-- Dataset rows showing where objects appear --
____________
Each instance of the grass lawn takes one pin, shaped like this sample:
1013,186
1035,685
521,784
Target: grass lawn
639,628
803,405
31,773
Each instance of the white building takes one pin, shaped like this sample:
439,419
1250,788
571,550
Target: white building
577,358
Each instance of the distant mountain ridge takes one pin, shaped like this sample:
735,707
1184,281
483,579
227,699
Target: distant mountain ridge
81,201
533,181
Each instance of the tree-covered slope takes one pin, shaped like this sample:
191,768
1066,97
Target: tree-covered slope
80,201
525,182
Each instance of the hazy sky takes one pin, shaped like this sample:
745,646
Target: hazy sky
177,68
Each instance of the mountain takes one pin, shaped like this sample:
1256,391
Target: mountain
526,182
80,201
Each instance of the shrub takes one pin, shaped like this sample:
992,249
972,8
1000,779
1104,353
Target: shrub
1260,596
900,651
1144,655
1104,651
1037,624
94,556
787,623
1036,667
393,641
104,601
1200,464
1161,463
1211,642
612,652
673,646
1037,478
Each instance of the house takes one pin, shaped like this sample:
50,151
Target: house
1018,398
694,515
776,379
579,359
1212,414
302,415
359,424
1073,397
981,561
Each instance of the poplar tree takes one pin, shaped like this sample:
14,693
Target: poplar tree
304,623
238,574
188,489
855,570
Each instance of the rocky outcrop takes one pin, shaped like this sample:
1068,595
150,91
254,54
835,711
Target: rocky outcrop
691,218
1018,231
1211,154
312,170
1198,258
____________
Copy every one of these records word for word.

-- In response --
Each instance of the grass lawn takes one pin, shaped like this sample:
1013,186
1035,685
521,784
Target: grass lawn
639,628
803,405
31,773
Each instance of the white building takes one pin, shaped like this sample:
439,419
1250,788
571,550
Target: white building
577,358
Each instance of the distant mountain ridge takes one pin, shaped like this sample:
735,707
1184,281
483,579
227,699
Target: distant mountain ridge
81,201
533,181
Each instance of the tree-covered slope takes one pin, shaped like this sample:
191,768
1066,97
Target: tree-covered slope
80,201
525,182
Each instance of the hazy sky takes one pin, shaped like this sample:
745,646
Target: hazy sky
177,68
Each instance of the mountain takes one pin, shaped like this sample:
1256,391
Target: mountain
526,182
80,201
Each instance of the shrub takes one pin, shaped like this sample:
992,249
972,8
1000,779
1104,353
Target: shrub
1260,596
900,651
1144,655
1104,651
1037,624
94,556
787,623
1036,667
393,641
104,601
1200,464
1161,463
1211,642
612,652
673,646
1037,478
Each instance of the house takes one pin, shaped like this sample:
50,151
Target: house
1018,398
694,515
776,379
579,359
1212,414
302,415
359,424
1073,397
981,561
Each instance of the poplar tree takes one pin, shaped like this sample:
14,693
Target: poplar tree
304,623
238,574
188,489
855,570
Each instance of the rocky outcrop takes one pin, shaped like this sample:
1068,595
150,91
254,54
835,711
Target: rocky outcrop
691,218
1018,231
1211,154
312,170
1198,258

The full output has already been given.